## TEXT SHOWN
--- START ---

23 October 2010

Chamomile - a Magickal Herb

Chamomile is one of the oldest favourites amongst garden herbs and its reputation as a medicinal plant shows little signs of abatement. The Egyptians reverenced it for its virtues, and from their belief in its power to cure ague, dedicated it to their gods. No plant was better known to the country folk of old, it having been grown for centuries in English gardens for its use as a common domestic medicine to such an extent that the old herbals agree that 'it is but lost time and labour to describe it'.

There are a number of different varities of Chamomile available.  True or Common Chamomile (Anthemis nobilis) which is a low-growing plant, creeping or trailing, its tufts of leaves and flowers a foot high. The root is perennial, jointed and fibrous, the stems, hairy and freely branching, are covered with leaves which are divided into thread-like segments, the fineness of which gives the whole plant a feathery appearance. The blooms appear in the later days of Summer, and are borne solitary on long, erect stalks, drooping when in bud. With their outer fringe of white ray-florets and yellow centres, they are remarkably like the daisy.

The other more common varity of Chamomile is German or Wild Chamomile (Matricaria chamomilla).  Its flower heads are about 2cm broad, with about fifteen white, strap shaped, reflexed ray florets and numeroustubular yellow, perfect florets.  These flowers, though aromatic, have a very bitter taste. They contain a volatile oil, a bitter extractive and little tannic acid.

The fresh Camomile is strongly and agreeably aromatic, with a distinct scent of apples, a characteristic noted by the Greeks, on account of which they named it "ground-apple" - kamai (on the ground) and melon (an apple) - the origin of the name Chamomile. The Spaniards call it 'Manzanilla,' which signifies "a little apple", and give the same name to one of their lightest sherries, flavoured with this plant.

--- END ---

## EXERCISES TO COMPLETE
a) Do these statements agree with the chamomile text? (i) The Egyptians dedicated chamomile to their gods. (ii) German or Wild Chamomile flowers have a sweet taste. (iii) The Spanish name for the plant means "a little apple." Answer yes or no for each and quote the deciding words.
b) Continue the chamomile text after its last sentence.

Stored items
--- START ---

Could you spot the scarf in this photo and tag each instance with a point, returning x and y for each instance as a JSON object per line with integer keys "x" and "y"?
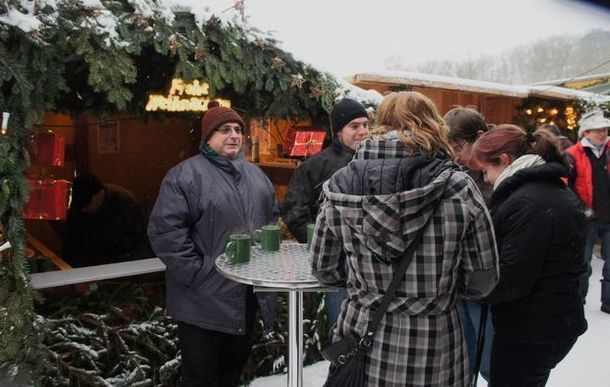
{"x": 598, "y": 151}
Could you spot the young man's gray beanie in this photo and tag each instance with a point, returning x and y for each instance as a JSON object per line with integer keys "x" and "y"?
{"x": 344, "y": 111}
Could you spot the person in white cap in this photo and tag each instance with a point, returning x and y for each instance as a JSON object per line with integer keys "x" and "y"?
{"x": 590, "y": 178}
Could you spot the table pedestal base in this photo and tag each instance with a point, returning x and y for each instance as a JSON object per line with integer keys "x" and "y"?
{"x": 295, "y": 339}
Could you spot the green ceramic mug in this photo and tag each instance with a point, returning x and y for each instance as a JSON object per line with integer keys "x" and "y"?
{"x": 269, "y": 237}
{"x": 238, "y": 248}
{"x": 310, "y": 228}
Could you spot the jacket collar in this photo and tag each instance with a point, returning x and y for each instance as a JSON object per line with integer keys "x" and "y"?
{"x": 550, "y": 171}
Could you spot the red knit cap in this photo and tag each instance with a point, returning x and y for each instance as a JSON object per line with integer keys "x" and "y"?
{"x": 215, "y": 117}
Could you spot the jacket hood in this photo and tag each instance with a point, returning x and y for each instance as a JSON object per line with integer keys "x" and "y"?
{"x": 385, "y": 195}
{"x": 552, "y": 171}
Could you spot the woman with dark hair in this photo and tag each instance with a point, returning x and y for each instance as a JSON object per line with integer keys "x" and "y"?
{"x": 466, "y": 124}
{"x": 540, "y": 226}
{"x": 402, "y": 182}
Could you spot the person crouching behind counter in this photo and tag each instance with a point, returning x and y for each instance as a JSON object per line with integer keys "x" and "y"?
{"x": 202, "y": 201}
{"x": 104, "y": 225}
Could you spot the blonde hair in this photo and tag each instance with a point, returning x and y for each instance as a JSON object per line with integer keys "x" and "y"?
{"x": 420, "y": 127}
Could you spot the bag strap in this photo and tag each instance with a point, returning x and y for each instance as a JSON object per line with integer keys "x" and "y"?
{"x": 367, "y": 340}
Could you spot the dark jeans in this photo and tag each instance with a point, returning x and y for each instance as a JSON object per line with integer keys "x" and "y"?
{"x": 212, "y": 358}
{"x": 519, "y": 364}
{"x": 597, "y": 228}
{"x": 470, "y": 315}
{"x": 333, "y": 302}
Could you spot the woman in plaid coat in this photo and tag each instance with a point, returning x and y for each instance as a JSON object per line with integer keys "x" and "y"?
{"x": 402, "y": 175}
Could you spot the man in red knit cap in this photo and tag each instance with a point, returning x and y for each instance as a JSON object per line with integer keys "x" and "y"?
{"x": 201, "y": 202}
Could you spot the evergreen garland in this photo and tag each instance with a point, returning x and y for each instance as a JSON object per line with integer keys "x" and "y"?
{"x": 80, "y": 60}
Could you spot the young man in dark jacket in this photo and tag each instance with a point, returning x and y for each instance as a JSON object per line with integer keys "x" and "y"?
{"x": 349, "y": 123}
{"x": 105, "y": 225}
{"x": 590, "y": 178}
{"x": 202, "y": 201}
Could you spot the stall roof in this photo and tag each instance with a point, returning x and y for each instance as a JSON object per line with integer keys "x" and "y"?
{"x": 460, "y": 84}
{"x": 596, "y": 83}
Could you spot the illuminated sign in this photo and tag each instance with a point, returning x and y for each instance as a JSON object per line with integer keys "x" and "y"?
{"x": 183, "y": 97}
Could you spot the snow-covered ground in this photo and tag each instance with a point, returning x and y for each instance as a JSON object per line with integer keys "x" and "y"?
{"x": 584, "y": 366}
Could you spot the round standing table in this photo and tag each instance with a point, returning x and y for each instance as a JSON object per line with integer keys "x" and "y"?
{"x": 284, "y": 270}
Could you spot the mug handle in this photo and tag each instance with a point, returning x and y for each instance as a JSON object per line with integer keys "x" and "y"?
{"x": 231, "y": 249}
{"x": 256, "y": 237}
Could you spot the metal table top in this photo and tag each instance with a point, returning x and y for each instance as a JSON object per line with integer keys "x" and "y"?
{"x": 287, "y": 268}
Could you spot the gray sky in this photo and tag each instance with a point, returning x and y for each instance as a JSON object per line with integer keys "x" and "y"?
{"x": 350, "y": 36}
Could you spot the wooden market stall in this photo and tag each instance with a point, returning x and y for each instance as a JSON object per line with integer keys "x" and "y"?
{"x": 525, "y": 105}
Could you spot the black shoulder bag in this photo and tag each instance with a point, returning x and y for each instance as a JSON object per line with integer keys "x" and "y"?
{"x": 347, "y": 356}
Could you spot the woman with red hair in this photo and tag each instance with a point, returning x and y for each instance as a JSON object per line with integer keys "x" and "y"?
{"x": 540, "y": 230}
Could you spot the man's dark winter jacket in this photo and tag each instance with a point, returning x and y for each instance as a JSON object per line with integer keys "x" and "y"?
{"x": 540, "y": 229}
{"x": 301, "y": 203}
{"x": 202, "y": 201}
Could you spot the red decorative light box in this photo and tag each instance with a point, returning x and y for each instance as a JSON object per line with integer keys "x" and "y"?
{"x": 48, "y": 199}
{"x": 304, "y": 142}
{"x": 49, "y": 150}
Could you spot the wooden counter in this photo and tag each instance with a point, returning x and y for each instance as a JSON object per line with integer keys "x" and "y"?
{"x": 46, "y": 252}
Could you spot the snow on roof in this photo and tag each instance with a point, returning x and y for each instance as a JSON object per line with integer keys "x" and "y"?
{"x": 462, "y": 84}
{"x": 440, "y": 82}
{"x": 367, "y": 97}
{"x": 573, "y": 79}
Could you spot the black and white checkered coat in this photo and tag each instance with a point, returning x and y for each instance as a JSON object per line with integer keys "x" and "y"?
{"x": 372, "y": 209}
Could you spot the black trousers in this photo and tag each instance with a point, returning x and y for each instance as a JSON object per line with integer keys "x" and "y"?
{"x": 519, "y": 364}
{"x": 212, "y": 358}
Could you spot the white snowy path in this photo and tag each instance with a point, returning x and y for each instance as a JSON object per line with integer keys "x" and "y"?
{"x": 586, "y": 365}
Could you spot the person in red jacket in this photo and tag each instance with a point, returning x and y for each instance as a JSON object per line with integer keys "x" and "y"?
{"x": 590, "y": 178}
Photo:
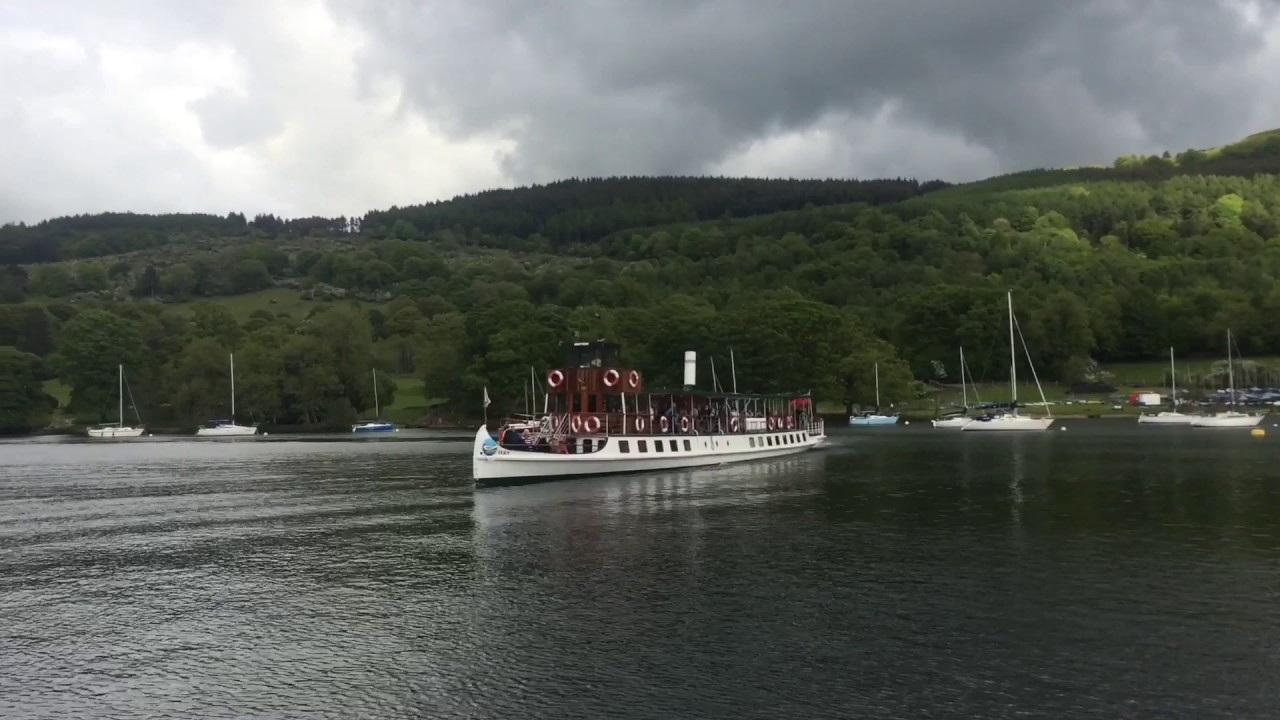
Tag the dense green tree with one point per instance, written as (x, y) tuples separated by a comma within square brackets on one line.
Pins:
[(23, 404)]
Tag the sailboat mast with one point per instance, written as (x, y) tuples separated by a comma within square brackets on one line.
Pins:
[(1013, 356), (877, 386)]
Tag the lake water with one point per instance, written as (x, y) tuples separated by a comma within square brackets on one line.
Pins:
[(1104, 572)]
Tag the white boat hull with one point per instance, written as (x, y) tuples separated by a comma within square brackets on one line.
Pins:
[(1226, 420), (1009, 423), (109, 433), (227, 431), (872, 420), (1166, 419), (490, 463)]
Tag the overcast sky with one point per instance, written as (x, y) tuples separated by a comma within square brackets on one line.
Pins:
[(337, 106)]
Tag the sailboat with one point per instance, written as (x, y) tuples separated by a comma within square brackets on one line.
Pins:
[(376, 424), (1011, 420), (1169, 417), (873, 418), (119, 429), (1232, 418), (959, 419), (227, 427)]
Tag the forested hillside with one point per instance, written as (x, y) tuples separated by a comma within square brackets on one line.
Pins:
[(810, 283)]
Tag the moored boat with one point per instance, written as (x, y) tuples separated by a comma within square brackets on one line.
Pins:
[(599, 418)]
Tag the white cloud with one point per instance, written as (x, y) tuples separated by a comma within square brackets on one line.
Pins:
[(263, 114)]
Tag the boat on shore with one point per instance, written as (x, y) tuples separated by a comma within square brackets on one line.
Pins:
[(599, 418), (1011, 420)]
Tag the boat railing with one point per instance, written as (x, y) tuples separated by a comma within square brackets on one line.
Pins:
[(625, 424)]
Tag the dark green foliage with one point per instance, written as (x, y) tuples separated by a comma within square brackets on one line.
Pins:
[(23, 404)]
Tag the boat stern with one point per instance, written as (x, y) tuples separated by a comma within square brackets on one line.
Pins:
[(483, 450)]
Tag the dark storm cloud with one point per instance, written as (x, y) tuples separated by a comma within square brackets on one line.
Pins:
[(604, 87)]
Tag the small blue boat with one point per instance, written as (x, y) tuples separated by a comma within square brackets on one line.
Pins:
[(375, 425)]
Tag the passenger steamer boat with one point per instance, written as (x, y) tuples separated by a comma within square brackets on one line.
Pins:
[(599, 418)]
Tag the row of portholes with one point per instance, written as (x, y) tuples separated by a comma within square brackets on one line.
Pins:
[(672, 445)]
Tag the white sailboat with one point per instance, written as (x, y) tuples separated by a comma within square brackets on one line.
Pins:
[(376, 424), (119, 429), (958, 422), (227, 427), (873, 418), (1169, 417), (1232, 418), (1011, 420)]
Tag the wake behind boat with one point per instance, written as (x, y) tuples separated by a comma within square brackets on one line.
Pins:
[(119, 429), (599, 418), (1011, 420)]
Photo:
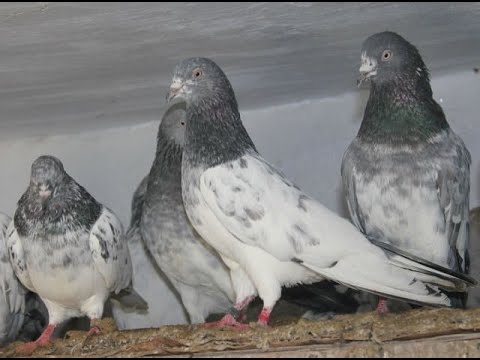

--- END ---

## ANSWERS TO THE PROBLEMS
a)
(i) Yes: "from their belief in its power to cure ague, dedicated it to their gods"
(ii) No: "These flowers, though aromatic, have a very bitter taste."
(iii) Yes: "The Spaniards call it 'Manzanilla,' which signifies "a little apple""

b)
When walked on, its strong, fragrant scent will often reveal its presence before it is seen. For this reason it was employed as one of the aromatic strewing herbs in the Middle Ages, and used often to be purposely planted in green walks in gardens. Indeed walking over the plant seems specially beneficial to it.

'Like a camomile bed -
The more it is trodden
The more it will spread,'

The flowers are used in medicine and it is considered that the curative properties of German Chamomile flowers are the more powerful, as the chief medical virtue of the plant lies in the central disk of yellow florets.  Some of the medicinal ailments for which chamomile can be used to assist with include sleep, analgesic, antidepressant, antirheumatic, dry skin, kidney and bladder infections, fever, headaches, indigestion, menstruation, vomiting, warts, and even eyestrain.

The taking of Chamomile flowers as a tea is extremely old fashion however it is an extremely efficacious remedy for hysterical and nervous affections in women and is used also as an emmenagogue. It has a wonderfully soothing, sedative and absolutely harmless effect. It is considered a preventive and the sole certain remedy for nightmare. It will cut short an attack of delirium tremens in the early stage. It has sometimes been employed in intermittent fevers.

Culpepper gives a long list of complaints for which Chamomile is 'profitable,' from agues and sprains to jaundice and dropsy, stating that 'the flowers boiled in Iye are good to wash the head,' and tells us that bathing with a decoction of Chamomile removes weariness and eases pain to whatever part of the body it is employed. Parkinson, in his Earthly Paradise (1656), writes:
"Camomil is put to divers and sundry users, both for pleasure and profit, both for the sick and the sound, in bathing to comfort and strengthen the sound and to ease pains in the diseased."

Turner says:
"It hath floures wonderfully shynynge yellow and resemblynge the appell of an eye . . . the herbe may be called in English, golden floure. It will restore a man to hys color shortly yf a man after the longe use of the bathe drynke of it after he is come forthe oute of the bathe. This herbe is scarce in Germany but in England it is so plenteous that it groweth not only in gardynes but also VIII mile above London, it groweth in the wylde felde, in Rychmonde grene, in Brantfurde grene.... Thys herbe was consecrated by the wyse men of Egypt unto the Sonne and was rekened to be the only remedy of all agues."

Associated with the Sun, the element of Water and the metal Gold, chamomile is believed to be connected with a variety of deities including Amun Ra, Apollo, Astarte, Buddha, Hathor, Isis, Ishtar, Jupiter, Pluto Vasudhara, Venus and Woden. The dried flower heads can be burnt as an incense when meditating or even before go to sleep in order to induce sleep and prevent nightmares. It can also be scattered around your property for protection and placing a few flowers or drops on oil on your wallet or purse is believed to attract money.